Excerpts of location labeling data
################
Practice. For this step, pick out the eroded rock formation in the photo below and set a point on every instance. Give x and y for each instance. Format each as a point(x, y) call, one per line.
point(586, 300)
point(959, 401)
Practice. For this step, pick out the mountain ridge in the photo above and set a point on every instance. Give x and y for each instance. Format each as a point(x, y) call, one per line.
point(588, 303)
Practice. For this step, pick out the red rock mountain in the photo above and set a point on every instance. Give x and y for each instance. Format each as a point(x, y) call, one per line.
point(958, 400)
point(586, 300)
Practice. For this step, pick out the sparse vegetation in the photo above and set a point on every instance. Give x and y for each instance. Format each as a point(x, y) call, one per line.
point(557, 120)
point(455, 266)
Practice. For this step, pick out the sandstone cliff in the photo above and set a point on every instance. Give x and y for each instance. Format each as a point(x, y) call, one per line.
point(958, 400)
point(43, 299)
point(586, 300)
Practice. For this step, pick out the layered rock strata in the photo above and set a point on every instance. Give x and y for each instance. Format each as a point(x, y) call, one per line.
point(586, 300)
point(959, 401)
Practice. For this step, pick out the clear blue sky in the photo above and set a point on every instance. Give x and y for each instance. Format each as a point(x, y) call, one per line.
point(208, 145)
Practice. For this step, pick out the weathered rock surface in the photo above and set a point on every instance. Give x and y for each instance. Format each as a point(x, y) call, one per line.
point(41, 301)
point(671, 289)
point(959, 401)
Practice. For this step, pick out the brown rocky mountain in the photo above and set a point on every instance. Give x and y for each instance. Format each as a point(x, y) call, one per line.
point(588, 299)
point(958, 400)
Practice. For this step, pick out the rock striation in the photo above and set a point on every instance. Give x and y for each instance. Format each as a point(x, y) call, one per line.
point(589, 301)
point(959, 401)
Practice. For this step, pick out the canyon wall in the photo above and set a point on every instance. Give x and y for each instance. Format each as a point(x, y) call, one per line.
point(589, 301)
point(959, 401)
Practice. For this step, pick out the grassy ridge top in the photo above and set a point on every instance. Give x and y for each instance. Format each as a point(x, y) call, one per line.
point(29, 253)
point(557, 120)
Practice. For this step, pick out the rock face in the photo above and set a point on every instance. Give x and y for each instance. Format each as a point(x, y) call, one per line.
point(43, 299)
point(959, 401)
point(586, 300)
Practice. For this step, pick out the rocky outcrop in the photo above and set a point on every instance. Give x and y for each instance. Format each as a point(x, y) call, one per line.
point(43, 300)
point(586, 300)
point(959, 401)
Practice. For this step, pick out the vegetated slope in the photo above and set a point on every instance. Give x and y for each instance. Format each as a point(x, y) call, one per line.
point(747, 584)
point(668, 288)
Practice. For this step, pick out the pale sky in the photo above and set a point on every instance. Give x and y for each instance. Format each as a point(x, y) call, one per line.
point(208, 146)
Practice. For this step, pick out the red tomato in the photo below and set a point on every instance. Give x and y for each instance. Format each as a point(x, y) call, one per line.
################
> [STATED TASK]: Please update every entry above by changing "set a point" to "place a point" and keeping everything else the same.

> [SOLUTION TO THE EXERCISE]:
Practice. For this step, pick out the eroded rock formation in the photo below and place a point on every instance. Give x and y for each instance. Format each as a point(x, y) call, one per line.
point(586, 300)
point(959, 401)
Practice. For this step, pick out the mountain ridge in the photo above and place a point on every instance. Give x and y for each instance. Format each as a point(x, y) call, one per line.
point(588, 303)
Practice. For this step, pick out the red rock mountain in the photo above and place a point on every instance. Give x and y for each instance. Format each as a point(x, y) call, one per line.
point(958, 400)
point(586, 300)
Practice. For this step, pick out the sparse vegetation in the photo above and place a point on every instance. Give x and y for each instance. Format each as a point(x, y) call, one per line.
point(557, 120)
point(455, 266)
Practice. For this step, pick out the sandstone cliff in the photo above and place a point on every instance. Give x and y for each instance. Format each as a point(x, y) call, one per line.
point(958, 400)
point(43, 299)
point(586, 300)
Practice. For this step, pick out the layered rock strata in the photo above and place a point on every instance. Give x and y for each instance. Format each as a point(x, y) call, one per line.
point(586, 300)
point(959, 401)
Practice. For this step, pick out the clear blue sky in the photo above and place a point on every instance. Give x and y for each instance. Format each as a point(x, y) call, one per line.
point(208, 145)
Practice. For this step, pick out the weathered rock surface in the photo above and place a point on every instance. Give x and y for each instance. Format each as a point(x, y) call, one per line.
point(41, 301)
point(671, 289)
point(959, 401)
Practice. For this step, pick out the brown rocky mountain in the photo above and place a point on every instance. Give x and y for each instance. Format each as a point(x, y) call, one per line.
point(588, 299)
point(958, 400)
Practice. For this step, pick out the rock striation in the photo above and place a point on every instance. Give x and y for each instance. Format each as a point(x, y) call, one per line.
point(589, 301)
point(959, 401)
Practice. For this step, pick out the canyon wall in the photo above and place a point on every instance. Give x and y for each instance. Format each as a point(x, y) call, one per line.
point(589, 301)
point(959, 401)
Practice. For this step, pick out the grassy ridge top in the photo above and place a point on every instance. Give x and y for each instance. Format each as a point(x, y) call, one per line.
point(29, 253)
point(557, 120)
Practice. For this step, pick out the rock face in the photo above and place a point on every instance. Give x and y for each instance. Format each as a point(x, y) call, one per line.
point(43, 299)
point(959, 401)
point(586, 300)
Practice. For this step, pick out the rocky outcrop in the photo above and place a point on every instance. Give x and y for each instance. Format each as a point(x, y) call, one per line.
point(43, 300)
point(586, 300)
point(959, 401)
Practice. For this step, pick out the vegetated slope in the photo above and place a point on every instance. Give x and y for each instance. Format each as a point(x, y) call, one per line.
point(747, 584)
point(668, 288)
Practice. For this step, pick out the pale sky in the photo above and place a point on every instance. Give x and y for each instance. Format each as a point(x, y) call, one per line.
point(208, 146)
Practice. For this step, pick out the red tomato in the photo below and place a point on every instance. Give x and y for each instance. Format each as a point(x, y) call, one per line.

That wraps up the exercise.